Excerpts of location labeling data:
┌────────
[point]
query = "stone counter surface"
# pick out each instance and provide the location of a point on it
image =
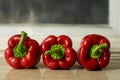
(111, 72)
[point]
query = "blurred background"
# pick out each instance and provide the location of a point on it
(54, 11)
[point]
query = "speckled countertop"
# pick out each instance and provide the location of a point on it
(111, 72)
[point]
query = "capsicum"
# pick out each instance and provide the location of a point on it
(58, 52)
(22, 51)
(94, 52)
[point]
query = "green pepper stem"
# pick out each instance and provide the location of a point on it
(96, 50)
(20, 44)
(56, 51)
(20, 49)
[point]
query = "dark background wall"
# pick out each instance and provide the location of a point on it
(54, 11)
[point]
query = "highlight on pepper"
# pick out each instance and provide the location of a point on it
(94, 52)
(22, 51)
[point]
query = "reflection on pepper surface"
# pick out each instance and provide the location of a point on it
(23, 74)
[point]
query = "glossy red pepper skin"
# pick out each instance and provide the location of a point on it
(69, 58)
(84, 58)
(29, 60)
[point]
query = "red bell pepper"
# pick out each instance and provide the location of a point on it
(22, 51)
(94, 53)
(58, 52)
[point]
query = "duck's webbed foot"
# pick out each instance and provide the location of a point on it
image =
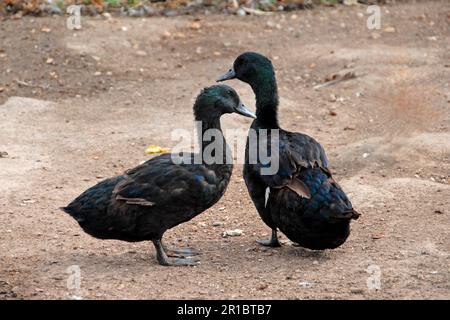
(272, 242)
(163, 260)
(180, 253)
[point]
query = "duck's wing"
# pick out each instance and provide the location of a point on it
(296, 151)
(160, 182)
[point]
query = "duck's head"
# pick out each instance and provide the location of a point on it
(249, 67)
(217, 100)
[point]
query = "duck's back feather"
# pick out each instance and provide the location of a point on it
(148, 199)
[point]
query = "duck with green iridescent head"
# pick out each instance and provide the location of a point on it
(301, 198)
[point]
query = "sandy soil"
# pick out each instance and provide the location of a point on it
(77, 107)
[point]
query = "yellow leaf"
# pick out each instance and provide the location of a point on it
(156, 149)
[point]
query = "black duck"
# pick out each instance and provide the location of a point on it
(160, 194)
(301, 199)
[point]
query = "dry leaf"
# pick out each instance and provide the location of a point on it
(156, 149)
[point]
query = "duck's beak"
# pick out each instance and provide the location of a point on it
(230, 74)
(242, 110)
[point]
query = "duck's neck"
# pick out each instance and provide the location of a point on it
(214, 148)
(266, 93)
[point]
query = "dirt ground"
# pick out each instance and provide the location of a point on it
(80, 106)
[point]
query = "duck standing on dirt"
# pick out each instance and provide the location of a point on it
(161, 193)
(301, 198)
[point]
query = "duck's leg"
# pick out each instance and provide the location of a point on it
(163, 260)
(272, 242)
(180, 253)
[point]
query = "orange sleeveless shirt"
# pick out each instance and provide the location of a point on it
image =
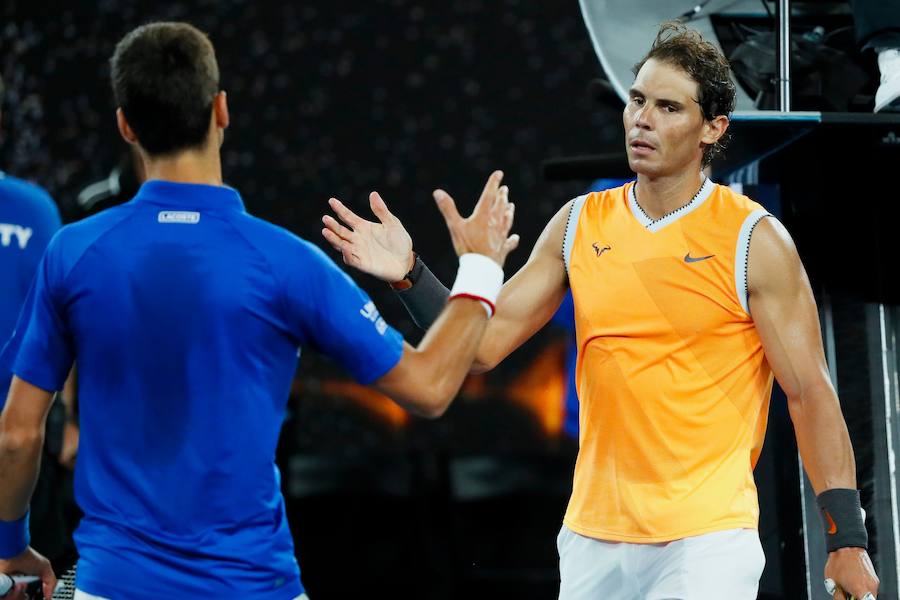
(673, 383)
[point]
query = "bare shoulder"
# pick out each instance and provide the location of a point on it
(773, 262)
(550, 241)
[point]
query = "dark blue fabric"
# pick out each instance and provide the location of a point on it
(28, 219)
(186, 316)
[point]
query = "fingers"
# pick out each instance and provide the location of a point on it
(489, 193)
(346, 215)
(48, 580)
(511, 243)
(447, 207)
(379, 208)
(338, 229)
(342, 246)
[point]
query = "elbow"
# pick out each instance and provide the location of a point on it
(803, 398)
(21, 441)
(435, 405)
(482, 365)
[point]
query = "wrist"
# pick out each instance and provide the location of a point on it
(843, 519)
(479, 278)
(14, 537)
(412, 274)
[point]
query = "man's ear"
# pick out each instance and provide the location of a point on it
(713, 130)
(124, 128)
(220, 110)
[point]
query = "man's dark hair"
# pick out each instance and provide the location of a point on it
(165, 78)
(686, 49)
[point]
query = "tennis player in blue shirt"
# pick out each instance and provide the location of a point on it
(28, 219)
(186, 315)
└────────
# [CHALLENGE]
Give every line above again exactly, with no pictures.

# [RESPONSE TO THIS TASK]
[point]
query = "stone counter surface"
# pick out each instance and provide the location of a point on it
image =
(111, 72)
[point]
query = "blurred background"
# pick out each instance and provide the location of a point on it
(54, 11)
[point]
query = "speckled countertop"
# pick out each instance and provide the location of a point on it
(111, 72)
[point]
query = "capsicum"
# pick out each instance and provide the location of a point on it
(58, 52)
(22, 51)
(94, 52)
[point]
query = "green pepper stem"
# pick out each instance and provide the location of a point on it
(96, 50)
(20, 44)
(56, 51)
(20, 49)
[point]
query = "dark background wall"
# pick out each instance and provide the location of a point on it
(54, 11)
[point]
query = "highlight on pepper"
# pick out each instance and provide the location of a point on it
(94, 52)
(22, 51)
[point]
query = "reflection on pepper surface"
# pick out each instance and provide the location of a point on it
(23, 74)
[point]
query = "glossy red pepper skin"
# pick out each instance and provide the location of a point on it
(69, 58)
(84, 58)
(29, 60)
[point]
query = "red bell pepper"
# pick out each instance and provide the location of a point on it
(22, 51)
(94, 53)
(58, 52)
[point]
query = "duck's webbed foot"
# pick out each instance and provide the location of a point on it
image =
(272, 242)
(163, 260)
(180, 253)
[point]
query = "duck's wing"
# pick out each instance and provide the location of a point on it
(296, 151)
(160, 182)
[point]
query = "duck's head"
# pick out each instance and provide the location of a point on it
(249, 67)
(217, 100)
[point]
query = "duck's back feather"
# pick out each instance and provide the location of a point on it
(148, 199)
[point]
query = "duck with green iridescent head"
# pick out each instance and provide the location of a point on it
(301, 198)
[point]
query = "sandy soil"
# pick out each instance and provide the location of a point on it
(77, 107)
[point]
query = "yellow leaf"
# pick out each instance and provide the location of a point on it
(156, 149)
[point]
query = "black duck"
# pick out each instance and provide the location of a point on it
(160, 194)
(301, 199)
[point]
query = "dry leaf"
# pick out each instance and provide the location of a point on it
(156, 149)
[point]
query = "duck's beak"
# pick out each instance and provide the location of a point on it
(230, 74)
(242, 110)
[point]
query = "duck's neck"
# pick out each instance and provide the location of a point on it
(214, 148)
(266, 93)
[point]
query = "dirt ground"
# pick out each instance and provide the location of a point on it
(80, 106)
[point]
query = "duck standing on dirt"
# pick out each instance and provide the location of a point on it
(161, 193)
(301, 198)
[point]
query = "duck's leg"
# pick out each instance and provide the location of a point on it
(163, 260)
(272, 242)
(180, 253)
[point]
query = "orange sleeveless shirt"
# pick out each instance and provide the location of a point on it
image =
(673, 383)
[point]
query = "bare shoulder"
# pick out each instance and provide the location of a point on it
(773, 262)
(550, 241)
[point]
query = "dark blue fabric"
# pick out each instance and provide the location of a point on it
(28, 219)
(186, 316)
[point]
query = "fingers"
# pick out each instance and provide the location of a point on it
(489, 193)
(346, 215)
(48, 580)
(511, 243)
(447, 207)
(379, 208)
(338, 229)
(342, 246)
[point]
query = "elbow"
# pick out each instance and provide the location of a point on it
(803, 398)
(21, 441)
(435, 405)
(482, 365)
[point]
query = "wrist"
# pick out each instance and provide the location of a point on it
(843, 519)
(479, 278)
(14, 537)
(412, 274)
[point]
query = "man's ear"
# pick out each instance and provide the location of a point on it
(713, 130)
(124, 128)
(220, 110)
[point]
query = "man's dark hair"
# pick out each instance and provide the location of a point on it
(165, 78)
(686, 49)
[point]
query = "tennis player in blue shirt"
# pick out each instance and provide the location of a point on it
(28, 219)
(186, 315)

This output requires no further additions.